Records contained in a dataset.
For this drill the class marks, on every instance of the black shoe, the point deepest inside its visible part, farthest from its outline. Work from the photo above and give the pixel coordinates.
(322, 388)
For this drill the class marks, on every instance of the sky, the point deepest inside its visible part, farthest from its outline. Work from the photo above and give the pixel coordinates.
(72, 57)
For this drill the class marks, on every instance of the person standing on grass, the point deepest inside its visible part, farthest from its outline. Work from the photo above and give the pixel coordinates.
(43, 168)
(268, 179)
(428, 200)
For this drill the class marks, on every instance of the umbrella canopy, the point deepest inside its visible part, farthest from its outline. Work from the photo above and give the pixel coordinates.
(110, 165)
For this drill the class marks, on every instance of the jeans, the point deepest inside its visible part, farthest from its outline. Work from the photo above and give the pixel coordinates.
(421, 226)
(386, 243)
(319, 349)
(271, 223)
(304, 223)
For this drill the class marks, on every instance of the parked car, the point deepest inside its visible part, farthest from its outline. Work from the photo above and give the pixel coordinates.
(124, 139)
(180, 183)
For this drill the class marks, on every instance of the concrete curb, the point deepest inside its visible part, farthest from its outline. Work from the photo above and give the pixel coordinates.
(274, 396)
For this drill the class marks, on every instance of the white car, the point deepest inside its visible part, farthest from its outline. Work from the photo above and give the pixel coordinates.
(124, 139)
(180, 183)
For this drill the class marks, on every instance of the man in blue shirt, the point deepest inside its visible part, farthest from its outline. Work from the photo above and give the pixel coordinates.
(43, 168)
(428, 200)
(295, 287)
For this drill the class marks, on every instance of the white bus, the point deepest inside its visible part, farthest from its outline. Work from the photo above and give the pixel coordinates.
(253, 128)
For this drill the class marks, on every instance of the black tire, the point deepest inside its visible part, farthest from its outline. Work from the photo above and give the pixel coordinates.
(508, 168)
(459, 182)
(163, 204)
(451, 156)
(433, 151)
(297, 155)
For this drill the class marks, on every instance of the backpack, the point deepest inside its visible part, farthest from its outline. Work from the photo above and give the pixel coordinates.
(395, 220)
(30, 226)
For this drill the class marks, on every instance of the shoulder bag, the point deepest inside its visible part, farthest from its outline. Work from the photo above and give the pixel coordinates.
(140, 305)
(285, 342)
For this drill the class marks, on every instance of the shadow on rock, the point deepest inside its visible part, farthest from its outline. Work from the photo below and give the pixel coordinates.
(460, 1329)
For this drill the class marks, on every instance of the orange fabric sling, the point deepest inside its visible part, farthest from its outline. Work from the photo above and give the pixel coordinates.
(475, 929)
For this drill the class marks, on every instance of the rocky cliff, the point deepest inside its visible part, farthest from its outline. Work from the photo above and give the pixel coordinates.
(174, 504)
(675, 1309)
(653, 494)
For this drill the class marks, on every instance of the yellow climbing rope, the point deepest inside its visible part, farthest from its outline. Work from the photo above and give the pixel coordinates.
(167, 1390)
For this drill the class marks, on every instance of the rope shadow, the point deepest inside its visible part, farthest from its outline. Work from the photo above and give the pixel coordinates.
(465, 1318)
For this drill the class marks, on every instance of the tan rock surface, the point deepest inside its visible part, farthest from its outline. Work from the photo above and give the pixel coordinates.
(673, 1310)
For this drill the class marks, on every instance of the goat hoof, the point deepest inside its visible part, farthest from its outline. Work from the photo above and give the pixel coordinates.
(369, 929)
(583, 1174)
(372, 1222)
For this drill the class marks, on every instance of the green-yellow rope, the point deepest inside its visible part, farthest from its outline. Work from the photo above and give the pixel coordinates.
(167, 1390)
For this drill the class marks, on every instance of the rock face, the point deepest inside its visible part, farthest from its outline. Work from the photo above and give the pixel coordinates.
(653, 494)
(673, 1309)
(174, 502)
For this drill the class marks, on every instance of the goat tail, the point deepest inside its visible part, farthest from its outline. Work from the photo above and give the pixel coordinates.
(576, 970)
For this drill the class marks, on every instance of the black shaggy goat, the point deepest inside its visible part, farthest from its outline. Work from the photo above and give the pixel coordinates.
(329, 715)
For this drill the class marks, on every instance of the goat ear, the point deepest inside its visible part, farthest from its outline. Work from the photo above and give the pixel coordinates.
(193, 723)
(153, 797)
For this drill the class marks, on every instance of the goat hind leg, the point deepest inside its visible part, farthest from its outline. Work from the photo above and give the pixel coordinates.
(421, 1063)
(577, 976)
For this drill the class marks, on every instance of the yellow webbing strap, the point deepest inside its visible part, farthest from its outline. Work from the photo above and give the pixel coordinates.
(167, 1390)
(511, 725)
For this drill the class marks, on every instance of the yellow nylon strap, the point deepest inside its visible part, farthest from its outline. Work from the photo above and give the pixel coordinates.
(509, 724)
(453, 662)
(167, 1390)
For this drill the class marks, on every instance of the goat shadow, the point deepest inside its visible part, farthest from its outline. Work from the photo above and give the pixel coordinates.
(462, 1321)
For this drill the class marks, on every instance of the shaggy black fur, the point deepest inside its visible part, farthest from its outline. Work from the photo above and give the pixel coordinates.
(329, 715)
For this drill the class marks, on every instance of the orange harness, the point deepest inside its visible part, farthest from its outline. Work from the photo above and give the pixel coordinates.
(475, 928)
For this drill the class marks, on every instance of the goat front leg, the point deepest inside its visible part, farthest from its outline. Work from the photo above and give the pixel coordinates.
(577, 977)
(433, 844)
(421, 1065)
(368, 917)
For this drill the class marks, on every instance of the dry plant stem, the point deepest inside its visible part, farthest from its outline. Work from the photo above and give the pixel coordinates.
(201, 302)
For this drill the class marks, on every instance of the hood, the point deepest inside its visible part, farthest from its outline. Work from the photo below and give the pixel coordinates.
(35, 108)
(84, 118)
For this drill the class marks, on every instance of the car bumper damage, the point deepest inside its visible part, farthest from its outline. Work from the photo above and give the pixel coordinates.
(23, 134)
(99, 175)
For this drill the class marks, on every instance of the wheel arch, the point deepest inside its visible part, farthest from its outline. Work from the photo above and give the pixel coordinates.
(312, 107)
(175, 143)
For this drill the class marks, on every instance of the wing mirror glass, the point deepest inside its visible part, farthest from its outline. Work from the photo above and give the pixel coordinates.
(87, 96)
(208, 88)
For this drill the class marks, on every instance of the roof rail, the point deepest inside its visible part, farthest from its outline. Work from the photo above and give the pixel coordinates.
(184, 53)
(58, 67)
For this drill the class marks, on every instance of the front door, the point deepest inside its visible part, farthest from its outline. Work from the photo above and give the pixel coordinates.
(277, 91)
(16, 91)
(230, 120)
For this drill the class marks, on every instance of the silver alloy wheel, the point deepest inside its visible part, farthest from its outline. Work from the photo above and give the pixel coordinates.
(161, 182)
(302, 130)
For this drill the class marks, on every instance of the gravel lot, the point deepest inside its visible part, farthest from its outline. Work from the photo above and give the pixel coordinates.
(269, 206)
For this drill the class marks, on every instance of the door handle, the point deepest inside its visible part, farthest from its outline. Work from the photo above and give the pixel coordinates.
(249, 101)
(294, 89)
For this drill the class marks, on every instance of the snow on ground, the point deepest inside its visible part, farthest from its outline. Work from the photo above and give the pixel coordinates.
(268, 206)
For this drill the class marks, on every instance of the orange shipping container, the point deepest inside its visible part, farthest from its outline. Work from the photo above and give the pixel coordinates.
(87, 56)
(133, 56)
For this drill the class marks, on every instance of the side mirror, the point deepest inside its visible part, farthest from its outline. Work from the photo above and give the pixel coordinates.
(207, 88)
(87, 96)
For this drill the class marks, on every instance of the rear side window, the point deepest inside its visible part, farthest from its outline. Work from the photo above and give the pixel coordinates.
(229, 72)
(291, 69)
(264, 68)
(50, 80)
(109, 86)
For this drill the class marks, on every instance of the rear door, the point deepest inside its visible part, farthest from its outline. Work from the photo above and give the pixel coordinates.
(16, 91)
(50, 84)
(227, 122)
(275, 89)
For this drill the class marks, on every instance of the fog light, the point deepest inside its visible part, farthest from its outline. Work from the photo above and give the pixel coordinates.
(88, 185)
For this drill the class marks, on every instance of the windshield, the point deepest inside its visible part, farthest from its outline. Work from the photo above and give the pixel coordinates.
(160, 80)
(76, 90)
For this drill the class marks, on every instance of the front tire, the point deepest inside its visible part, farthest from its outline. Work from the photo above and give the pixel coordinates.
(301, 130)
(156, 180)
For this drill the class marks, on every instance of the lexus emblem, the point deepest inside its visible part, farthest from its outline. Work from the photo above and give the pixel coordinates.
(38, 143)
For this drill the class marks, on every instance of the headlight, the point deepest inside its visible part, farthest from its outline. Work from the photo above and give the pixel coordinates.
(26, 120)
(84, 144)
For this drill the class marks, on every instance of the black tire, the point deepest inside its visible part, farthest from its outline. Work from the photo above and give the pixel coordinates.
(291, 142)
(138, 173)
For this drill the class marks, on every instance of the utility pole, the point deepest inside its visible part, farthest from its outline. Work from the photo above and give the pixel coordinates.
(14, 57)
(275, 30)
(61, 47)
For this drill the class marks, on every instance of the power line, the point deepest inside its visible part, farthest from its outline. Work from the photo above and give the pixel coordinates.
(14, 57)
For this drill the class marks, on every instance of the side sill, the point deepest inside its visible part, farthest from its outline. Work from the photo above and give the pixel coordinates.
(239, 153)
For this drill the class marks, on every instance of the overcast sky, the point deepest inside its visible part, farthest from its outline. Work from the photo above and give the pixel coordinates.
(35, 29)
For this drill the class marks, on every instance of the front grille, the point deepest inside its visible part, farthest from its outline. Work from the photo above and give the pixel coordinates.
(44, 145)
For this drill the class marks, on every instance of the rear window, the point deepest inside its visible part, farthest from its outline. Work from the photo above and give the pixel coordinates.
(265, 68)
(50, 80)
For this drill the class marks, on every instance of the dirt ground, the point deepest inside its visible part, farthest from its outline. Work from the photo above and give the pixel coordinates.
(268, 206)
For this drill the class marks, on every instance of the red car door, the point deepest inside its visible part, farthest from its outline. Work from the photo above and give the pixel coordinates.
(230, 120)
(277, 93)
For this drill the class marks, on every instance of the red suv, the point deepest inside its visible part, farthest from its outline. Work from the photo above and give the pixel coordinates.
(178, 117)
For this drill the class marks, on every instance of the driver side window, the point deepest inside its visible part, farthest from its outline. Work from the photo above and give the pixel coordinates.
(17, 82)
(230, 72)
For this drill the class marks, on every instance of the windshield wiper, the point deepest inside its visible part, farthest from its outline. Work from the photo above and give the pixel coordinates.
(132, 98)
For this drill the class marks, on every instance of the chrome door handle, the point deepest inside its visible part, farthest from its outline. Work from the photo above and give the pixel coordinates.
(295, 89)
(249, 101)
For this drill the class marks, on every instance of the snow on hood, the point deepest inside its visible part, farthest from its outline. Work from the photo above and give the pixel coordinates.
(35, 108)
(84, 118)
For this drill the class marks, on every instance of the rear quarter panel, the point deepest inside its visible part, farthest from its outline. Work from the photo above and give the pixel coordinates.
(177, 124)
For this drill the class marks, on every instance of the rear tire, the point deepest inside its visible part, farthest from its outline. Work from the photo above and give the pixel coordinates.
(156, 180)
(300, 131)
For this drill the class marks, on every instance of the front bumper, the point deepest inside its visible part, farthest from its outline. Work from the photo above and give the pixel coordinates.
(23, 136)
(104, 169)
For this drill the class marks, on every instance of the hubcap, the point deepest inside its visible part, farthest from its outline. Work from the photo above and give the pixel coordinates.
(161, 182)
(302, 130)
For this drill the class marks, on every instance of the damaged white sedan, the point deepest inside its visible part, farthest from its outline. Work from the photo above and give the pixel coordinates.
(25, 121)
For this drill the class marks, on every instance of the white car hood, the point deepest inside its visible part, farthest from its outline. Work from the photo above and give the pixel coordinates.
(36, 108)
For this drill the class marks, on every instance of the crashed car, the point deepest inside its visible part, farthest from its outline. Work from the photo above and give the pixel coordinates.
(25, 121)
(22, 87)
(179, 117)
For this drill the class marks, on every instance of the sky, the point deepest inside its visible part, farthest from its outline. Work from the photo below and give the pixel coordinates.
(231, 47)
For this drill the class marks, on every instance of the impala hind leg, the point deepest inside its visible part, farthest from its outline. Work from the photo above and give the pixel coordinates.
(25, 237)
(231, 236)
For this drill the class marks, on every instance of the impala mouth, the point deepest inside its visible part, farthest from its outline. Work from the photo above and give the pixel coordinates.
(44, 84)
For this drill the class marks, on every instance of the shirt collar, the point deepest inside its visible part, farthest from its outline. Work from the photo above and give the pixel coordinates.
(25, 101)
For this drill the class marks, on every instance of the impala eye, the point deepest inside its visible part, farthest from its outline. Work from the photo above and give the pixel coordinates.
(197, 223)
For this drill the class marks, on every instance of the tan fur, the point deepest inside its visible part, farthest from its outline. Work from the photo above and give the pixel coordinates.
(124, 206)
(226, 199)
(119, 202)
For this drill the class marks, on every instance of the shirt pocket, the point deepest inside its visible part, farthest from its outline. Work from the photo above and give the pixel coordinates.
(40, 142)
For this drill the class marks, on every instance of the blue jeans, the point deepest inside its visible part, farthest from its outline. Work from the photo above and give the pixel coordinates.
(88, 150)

WORK INSTRUCTIONS. Give again the lines from the line holding "tan fur, the" through the close of the listing, both included, exactly as written and with nothing else.

RESPONSE BELOW.
For this drill the class marks, on every instance of the tan fur, the point deepest inside its visible part, farthest from its outline. Work from the photo above and give the pixel coordinates.
(124, 206)
(226, 199)
(119, 202)
For this drill the class marks, on every instance of the shirt pocket, the point deepest inside its visible part, farthest from its outline. Work from the photo above and give the pixel coordinates.
(40, 142)
For this drill the class marks, on every instance of the blue jeans, the point deepest inside its visible part, farthest from its outline. Work from the photo above and give the pixel coordinates.
(88, 150)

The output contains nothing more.